> Work to do
Recast the stretch of the listing from the line containing "[pin] open car door -- one per line" through the listing's last line as a numbered list, leaving out any blank lines.

> Provided records

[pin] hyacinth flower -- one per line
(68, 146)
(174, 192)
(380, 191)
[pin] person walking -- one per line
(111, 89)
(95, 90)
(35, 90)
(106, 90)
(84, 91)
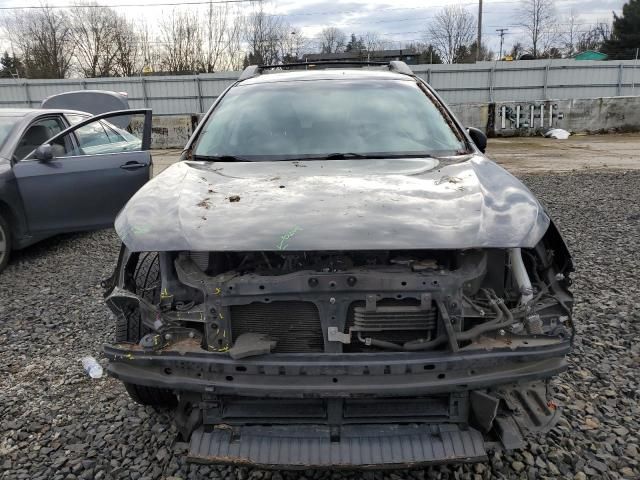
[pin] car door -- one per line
(91, 175)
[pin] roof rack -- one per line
(396, 66)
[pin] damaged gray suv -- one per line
(336, 276)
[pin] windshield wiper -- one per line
(373, 156)
(220, 158)
(344, 156)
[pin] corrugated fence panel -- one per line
(460, 83)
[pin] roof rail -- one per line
(396, 66)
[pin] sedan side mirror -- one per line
(478, 137)
(44, 153)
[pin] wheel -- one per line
(129, 328)
(5, 242)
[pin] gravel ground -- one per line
(57, 423)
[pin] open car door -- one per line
(81, 178)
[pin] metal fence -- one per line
(458, 84)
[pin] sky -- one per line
(396, 21)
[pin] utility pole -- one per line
(502, 32)
(479, 41)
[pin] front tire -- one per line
(129, 328)
(5, 242)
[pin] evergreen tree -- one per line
(355, 45)
(11, 66)
(625, 35)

> Exercise answer
1. [pin] open car door -- one per line
2. (81, 178)
3. [pin] metal fence -- one per line
4. (458, 84)
5. [pin] sky -- one per line
6. (396, 21)
7. [pin] utility pole -- one per line
8. (502, 32)
9. (479, 41)
10. [pin] front tire -- one per line
11. (129, 328)
12. (5, 242)
13. [pin] evergreen tree -- one per line
14. (355, 45)
15. (11, 66)
16. (625, 35)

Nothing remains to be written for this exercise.